#### Exercise goal
Format everything from the top of the listing down to the line containing "Return the mask of every instance of the bald" as a numbered list, skipping any blank lines.

#### Input material
[START]
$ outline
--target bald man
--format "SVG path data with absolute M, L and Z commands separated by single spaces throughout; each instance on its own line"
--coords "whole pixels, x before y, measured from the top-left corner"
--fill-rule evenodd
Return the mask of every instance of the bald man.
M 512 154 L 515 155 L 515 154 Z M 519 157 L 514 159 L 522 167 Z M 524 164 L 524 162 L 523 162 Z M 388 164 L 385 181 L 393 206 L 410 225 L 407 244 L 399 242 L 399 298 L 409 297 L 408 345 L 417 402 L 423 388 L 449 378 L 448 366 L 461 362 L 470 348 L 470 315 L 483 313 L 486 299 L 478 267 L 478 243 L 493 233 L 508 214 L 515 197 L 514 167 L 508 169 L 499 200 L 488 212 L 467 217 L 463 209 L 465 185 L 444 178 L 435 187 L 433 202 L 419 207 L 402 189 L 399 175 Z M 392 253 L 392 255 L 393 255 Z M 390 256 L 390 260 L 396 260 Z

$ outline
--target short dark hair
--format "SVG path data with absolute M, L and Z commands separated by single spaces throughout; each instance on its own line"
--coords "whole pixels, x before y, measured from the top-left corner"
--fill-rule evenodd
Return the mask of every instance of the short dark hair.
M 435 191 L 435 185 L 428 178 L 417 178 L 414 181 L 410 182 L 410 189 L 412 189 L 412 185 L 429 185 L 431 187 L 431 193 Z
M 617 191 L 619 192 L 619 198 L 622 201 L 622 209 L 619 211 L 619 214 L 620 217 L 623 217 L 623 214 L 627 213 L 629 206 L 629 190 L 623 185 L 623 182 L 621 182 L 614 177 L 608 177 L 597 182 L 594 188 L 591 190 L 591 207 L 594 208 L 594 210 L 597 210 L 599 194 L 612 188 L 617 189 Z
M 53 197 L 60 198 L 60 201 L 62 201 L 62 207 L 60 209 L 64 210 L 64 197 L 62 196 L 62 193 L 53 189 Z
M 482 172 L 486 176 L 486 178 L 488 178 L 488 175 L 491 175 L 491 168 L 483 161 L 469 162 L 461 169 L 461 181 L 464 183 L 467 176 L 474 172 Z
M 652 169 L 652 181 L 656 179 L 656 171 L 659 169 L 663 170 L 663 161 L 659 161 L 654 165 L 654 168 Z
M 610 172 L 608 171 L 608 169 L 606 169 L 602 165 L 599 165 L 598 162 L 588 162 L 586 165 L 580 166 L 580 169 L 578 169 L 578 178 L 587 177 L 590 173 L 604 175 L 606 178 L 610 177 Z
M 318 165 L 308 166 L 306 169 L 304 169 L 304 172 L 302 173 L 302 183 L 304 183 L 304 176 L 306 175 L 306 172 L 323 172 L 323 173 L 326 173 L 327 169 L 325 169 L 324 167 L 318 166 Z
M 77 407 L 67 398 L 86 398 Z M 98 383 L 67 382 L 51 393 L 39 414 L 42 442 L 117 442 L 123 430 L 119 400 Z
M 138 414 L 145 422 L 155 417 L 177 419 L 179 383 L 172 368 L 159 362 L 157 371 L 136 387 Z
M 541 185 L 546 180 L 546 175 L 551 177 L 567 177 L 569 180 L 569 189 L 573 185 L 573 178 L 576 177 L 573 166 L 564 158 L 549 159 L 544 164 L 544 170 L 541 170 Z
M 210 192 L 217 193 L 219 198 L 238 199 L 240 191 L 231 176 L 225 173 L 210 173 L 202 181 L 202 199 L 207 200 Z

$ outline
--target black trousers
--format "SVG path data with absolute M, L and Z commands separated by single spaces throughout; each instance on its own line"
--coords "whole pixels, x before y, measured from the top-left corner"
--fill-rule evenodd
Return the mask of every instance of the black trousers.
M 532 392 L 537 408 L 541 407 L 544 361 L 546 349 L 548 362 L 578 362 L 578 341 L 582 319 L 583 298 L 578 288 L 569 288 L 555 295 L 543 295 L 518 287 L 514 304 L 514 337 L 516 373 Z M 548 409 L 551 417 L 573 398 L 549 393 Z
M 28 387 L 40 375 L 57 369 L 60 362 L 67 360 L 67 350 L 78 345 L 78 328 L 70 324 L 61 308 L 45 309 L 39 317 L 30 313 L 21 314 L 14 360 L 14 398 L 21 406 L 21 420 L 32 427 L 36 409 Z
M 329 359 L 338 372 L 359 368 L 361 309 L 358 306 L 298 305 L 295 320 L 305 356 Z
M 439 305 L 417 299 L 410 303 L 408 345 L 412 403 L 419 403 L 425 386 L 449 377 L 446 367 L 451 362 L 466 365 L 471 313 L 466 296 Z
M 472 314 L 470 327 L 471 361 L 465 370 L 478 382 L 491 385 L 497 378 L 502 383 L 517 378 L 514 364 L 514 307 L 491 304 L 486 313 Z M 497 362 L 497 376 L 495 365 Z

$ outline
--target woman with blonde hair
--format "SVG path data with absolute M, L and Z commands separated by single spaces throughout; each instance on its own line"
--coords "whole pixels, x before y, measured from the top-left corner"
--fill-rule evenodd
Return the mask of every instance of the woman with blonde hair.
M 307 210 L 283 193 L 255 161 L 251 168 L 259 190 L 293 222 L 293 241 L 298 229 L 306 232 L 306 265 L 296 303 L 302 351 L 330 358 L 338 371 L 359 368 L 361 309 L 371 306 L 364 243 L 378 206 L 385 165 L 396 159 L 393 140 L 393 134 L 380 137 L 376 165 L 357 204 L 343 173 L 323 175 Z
[END]
#### Answer for the task
1. $ outline
2. --target bald man
3. --format "SVG path data with absolute M, L and Z commands separated by single spaces throughout; each instance on its own line"
4. --coords "whole pixels, x before y, measured from the top-left corner"
5. --fill-rule evenodd
6. Return the mask of every instance of the bald man.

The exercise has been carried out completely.